Passage to read ▸

•••

Al Qamar Academy, Chennai, Grade 4
Small Science – Class 4
Unit 3 – Water
Chapter 7 – Water and us
Water and us
We went on an excursion to the Rain Centre in Chennai. Shekar Uncle taught us about how water in Chennai comes from the Poondi, Chembarambakkam, Cholavaram and Red Hills lakes. He told us that Chennai gets a lot of rain each year. But we waste a lot of the water. So, this year, we may even have a drought in Chennai. Uncle said we could “harvest” the water. Then Shekar Uncle showed us a model of a building which harvests and re-uses water. When he put on a switch, the water in the pipes started flowing. It was really cool.
Then Shekar Uncle took us around the building and showed us how the system of tanks and wells in the building reuses and harvests water. He taught us how water can be filtered using different layers of stones
When we came back, Salman, Muhammad and a bunch of others started digging a recharge well outside. They were so moved by the need to harvest water.
Today in class we discussed where all we have seen water — in the toilet, the kitchen, on the road, in the sea. Aunty also asked us to write down how rain water comes to our house so we can drink it. Most of us on the ECR get water from underground. We have borewells with motors in our houses which we use to fill up the tank upstairs. Abdullah said he keeps a bucket on the roof so it could fill up and he could use the water for drinking. But Aunty asked, “Can we do this every day to collect all the water we need in our house?” Not really. Someone else said that they get a lorry of water at their home. We discussed how we have seen buckets placed up in a straight line next to hand pumps on the road. And how tankers bring us water from far away wells and people fill water from them every day. Many large housing complexes in Chennai get all their water from tankers which bring water from surrounding villages. We had to write and draw this in our workbooks.
As homework, we had to interview our parents about how their toileting habits when they were young were the same or different from ours today. Most of us and our parents used a bathroom at home; Rayya’s father bathed in a common tank while growing up. When it came to brushing teeth, all of us children use toothpaste and brush. But our parents used miswak sticks, their fingers or tooth powder. Most parents and children use(d) soap and shampoo, but some kids said their parent had used besan and shikakai. We all have washing machines at home and use detergent to wash our clothes. But most of our parents didn’t have these. They washed their clothes using a bar soap, sometimes at the well and sometimes inside. Our water sources are inside the house, actually on top of it. But some of our parents had wells in their homes — sometimes a common well also. Most parents and children use indoor toilets. We mostly use western style toilets, but our parents had Indian style toilets. Some had dry latrines.
Our homework today was to find different containers at home and see how much water they can hold. Then we had to make our own 1 litre container. We found mugs, buckets, milk packets, water bottles etc. Then we used some of these to make our own containers at home. We also had to measure how much water our family uses for different things. When we discussed our findings in class, Aunty laughed. It came out that we had a lot of difficulty in measuring how much water is used for different activities. Aunty then asked which of us would volunteer to do a water audit in their home. Safwan agreed. Then we had a long discussion on how we could actually measure usage:
- For the toilet, we could put up a paper outside the bathroom. Every time somebody in the family flushes the toilet, they should put a tally mark.

•••

Available data ▸

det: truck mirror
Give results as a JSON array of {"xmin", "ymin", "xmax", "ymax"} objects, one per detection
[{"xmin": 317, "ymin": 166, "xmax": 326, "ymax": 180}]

•••

Request 1 ▸ In the Water and us passage, who agreed to do a water audit at home?
Request 2 ▸ Please output the part of the Water and us passage starting at "Our homework today" and ending at "a tally mark.".
Request 3 ▸ Name every lake the Water and us passage gives as a source of Chennai's water.

Full answer 1 ▸ Safwan

Full answer 2 ▸
Our homework today was to find different containers at home and see how much water they can hold. Then we had to make our own 1 litre container. We found mugs, buckets, milk packets, water bottles etc. Then we used some of these to make our own containers at home. We also had to measure how much water our family uses for different things. When we discussed our findings in class, Aunty laughed. It came out that we had a lot of difficulty in measuring how much water is used for different activities. Aunty then asked which of us would volunteer to do a water audit in their home. Safwan agreed. Then we had a long discussion on how we could actually measure usage:
- For the toilet, we could put up a paper outside the bathroom. Every time somebody in the family flushes the toilet, they should put a tally mark.

Full answer 3 ▸ Poondi, Chembarambakkam, Cholavaram, Red Hills